Convert every line of the listing below into a Markdown table with the columns "Row" and "Line," numbering the rows in order. Leave out any blank lines.

Saved entries
########################################

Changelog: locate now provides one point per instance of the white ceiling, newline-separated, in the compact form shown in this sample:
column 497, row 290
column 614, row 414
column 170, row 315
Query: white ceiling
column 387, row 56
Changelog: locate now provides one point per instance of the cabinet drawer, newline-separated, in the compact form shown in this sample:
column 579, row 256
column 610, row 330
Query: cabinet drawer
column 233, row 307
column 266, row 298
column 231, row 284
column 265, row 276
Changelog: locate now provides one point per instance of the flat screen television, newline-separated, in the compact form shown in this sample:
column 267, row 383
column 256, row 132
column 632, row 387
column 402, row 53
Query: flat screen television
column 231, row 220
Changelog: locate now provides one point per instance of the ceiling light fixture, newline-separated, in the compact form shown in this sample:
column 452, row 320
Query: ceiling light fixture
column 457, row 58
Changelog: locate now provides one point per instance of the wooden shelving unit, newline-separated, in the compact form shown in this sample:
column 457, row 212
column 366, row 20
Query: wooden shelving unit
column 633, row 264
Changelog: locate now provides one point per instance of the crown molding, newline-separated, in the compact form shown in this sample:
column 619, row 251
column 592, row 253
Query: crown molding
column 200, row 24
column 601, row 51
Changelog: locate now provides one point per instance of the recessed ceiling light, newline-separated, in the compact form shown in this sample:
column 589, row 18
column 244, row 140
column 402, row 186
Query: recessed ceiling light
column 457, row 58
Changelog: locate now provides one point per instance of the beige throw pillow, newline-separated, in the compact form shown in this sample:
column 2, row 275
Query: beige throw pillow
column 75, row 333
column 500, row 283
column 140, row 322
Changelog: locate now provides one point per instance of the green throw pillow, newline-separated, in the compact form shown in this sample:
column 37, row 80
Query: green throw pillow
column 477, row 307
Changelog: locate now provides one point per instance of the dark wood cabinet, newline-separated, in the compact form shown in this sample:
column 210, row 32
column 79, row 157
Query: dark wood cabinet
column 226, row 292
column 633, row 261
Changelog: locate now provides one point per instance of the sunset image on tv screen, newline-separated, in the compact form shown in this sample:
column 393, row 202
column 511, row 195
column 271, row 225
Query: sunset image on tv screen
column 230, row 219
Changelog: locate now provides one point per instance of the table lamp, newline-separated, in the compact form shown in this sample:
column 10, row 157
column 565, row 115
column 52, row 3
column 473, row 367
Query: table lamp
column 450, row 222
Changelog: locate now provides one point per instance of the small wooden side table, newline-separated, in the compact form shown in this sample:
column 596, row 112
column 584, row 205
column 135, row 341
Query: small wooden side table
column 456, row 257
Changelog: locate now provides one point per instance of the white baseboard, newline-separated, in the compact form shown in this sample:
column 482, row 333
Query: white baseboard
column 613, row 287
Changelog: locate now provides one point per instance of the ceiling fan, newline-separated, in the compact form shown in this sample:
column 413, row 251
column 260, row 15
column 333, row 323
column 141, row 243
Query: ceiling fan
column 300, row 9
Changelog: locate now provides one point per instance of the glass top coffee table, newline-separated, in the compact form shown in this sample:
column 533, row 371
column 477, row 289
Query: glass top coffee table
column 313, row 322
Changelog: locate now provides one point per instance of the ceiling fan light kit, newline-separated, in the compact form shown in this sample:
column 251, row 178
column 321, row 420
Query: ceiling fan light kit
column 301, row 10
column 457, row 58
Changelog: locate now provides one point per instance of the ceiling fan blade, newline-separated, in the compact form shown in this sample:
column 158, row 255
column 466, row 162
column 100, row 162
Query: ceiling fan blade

########################################

**Solution for this task:**
| Row | Line |
|---|---|
| 1 | Changelog: locate now provides one point per instance of the white ceiling, newline-separated, in the compact form shown in this sample: |
| 2 | column 497, row 290 |
| 3 | column 614, row 414 |
| 4 | column 170, row 315 |
| 5 | Query: white ceiling |
| 6 | column 387, row 56 |
| 7 | Changelog: locate now provides one point per instance of the cabinet drawer, newline-separated, in the compact form shown in this sample: |
| 8 | column 579, row 256 |
| 9 | column 610, row 330 |
| 10 | Query: cabinet drawer |
| 11 | column 233, row 307 |
| 12 | column 266, row 298 |
| 13 | column 231, row 284 |
| 14 | column 265, row 276 |
| 15 | Changelog: locate now provides one point per instance of the flat screen television, newline-separated, in the compact form shown in this sample: |
| 16 | column 267, row 383 |
| 17 | column 256, row 132 |
| 18 | column 632, row 387 |
| 19 | column 402, row 53 |
| 20 | Query: flat screen television |
| 21 | column 231, row 220 |
| 22 | Changelog: locate now provides one point per instance of the ceiling light fixture, newline-separated, in the compact form shown in this sample: |
| 23 | column 452, row 320 |
| 24 | Query: ceiling light fixture |
| 25 | column 457, row 58 |
| 26 | Changelog: locate now provides one point per instance of the wooden shelving unit, newline-separated, in the compact form shown in this sample: |
| 27 | column 457, row 212 |
| 28 | column 366, row 20 |
| 29 | Query: wooden shelving unit |
| 30 | column 633, row 264 |
| 31 | Changelog: locate now provides one point per instance of the crown molding, newline-separated, in the compact form shown in this sample: |
| 32 | column 619, row 251 |
| 33 | column 592, row 253 |
| 34 | Query: crown molding |
| 35 | column 200, row 24 |
| 36 | column 601, row 51 |
| 37 | Changelog: locate now provides one point per instance of the recessed ceiling light, newline-separated, in the compact form shown in this sample: |
| 38 | column 589, row 18 |
| 39 | column 244, row 140 |
| 40 | column 402, row 186 |
| 41 | Query: recessed ceiling light |
| 42 | column 457, row 58 |
| 43 | Changelog: locate now provides one point per instance of the beige throw pillow, newline-separated, in the compact form shown in this sample: |
| 44 | column 2, row 275 |
| 45 | Query: beige throw pillow |
| 46 | column 75, row 333 |
| 47 | column 500, row 283 |
| 48 | column 140, row 322 |
| 49 | Changelog: locate now provides one point per instance of the green throw pillow, newline-separated, in the compact form shown in this sample: |
| 50 | column 37, row 80 |
| 51 | Query: green throw pillow |
| 52 | column 477, row 307 |
| 53 | Changelog: locate now provides one point per instance of the dark wood cabinet, newline-separated, in the compact form shown in this sample: |
| 54 | column 210, row 32 |
| 55 | column 79, row 157 |
| 56 | Query: dark wood cabinet |
| 57 | column 226, row 292 |
| 58 | column 633, row 261 |
| 59 | Changelog: locate now provides one point per instance of the sunset image on tv screen, newline-separated, in the compact form shown in this sample: |
| 60 | column 393, row 202 |
| 61 | column 511, row 195 |
| 62 | column 271, row 225 |
| 63 | Query: sunset image on tv screen |
| 64 | column 230, row 219 |
| 65 | Changelog: locate now provides one point per instance of the table lamp, newline-separated, in the compact form shown in this sample: |
| 66 | column 10, row 157 |
| 67 | column 565, row 115 |
| 68 | column 52, row 3 |
| 69 | column 473, row 367 |
| 70 | Query: table lamp |
| 71 | column 450, row 222 |
| 72 | Changelog: locate now provides one point per instance of the small wooden side table, newline-separated, in the compact form shown in this sample: |
| 73 | column 596, row 112 |
| 74 | column 584, row 205 |
| 75 | column 135, row 341 |
| 76 | Query: small wooden side table |
| 77 | column 456, row 257 |
| 78 | Changelog: locate now provides one point per instance of the white baseboard, newline-separated, in the compact form shown in this sample: |
| 79 | column 482, row 333 |
| 80 | Query: white baseboard |
| 81 | column 613, row 287 |
| 82 | Changelog: locate now provides one point per instance of the ceiling fan, newline-separated, in the compact form shown in this sample: |
| 83 | column 413, row 251 |
| 84 | column 260, row 15 |
| 85 | column 333, row 323 |
| 86 | column 141, row 243 |
| 87 | Query: ceiling fan |
| 88 | column 300, row 9 |
| 89 | Changelog: locate now provides one point per instance of the glass top coffee table, newline-separated, in the compact form shown in this sample: |
| 90 | column 533, row 371 |
| 91 | column 477, row 289 |
| 92 | Query: glass top coffee table |
| 93 | column 313, row 322 |
| 94 | Changelog: locate now provides one point per instance of the ceiling fan light kit, newline-separated, in the compact form shown in this sample: |
| 95 | column 251, row 178 |
| 96 | column 321, row 420 |
| 97 | Query: ceiling fan light kit |
| 98 | column 301, row 10 |
| 99 | column 457, row 58 |
| 100 | Changelog: locate now provides one point per instance of the ceiling fan blade, newline-separated, in the compact form shown in this sample: |
| 101 | column 158, row 255 |
| 102 | column 466, row 162 |
| 103 | column 100, row 162 |
| 104 | Query: ceiling fan blade |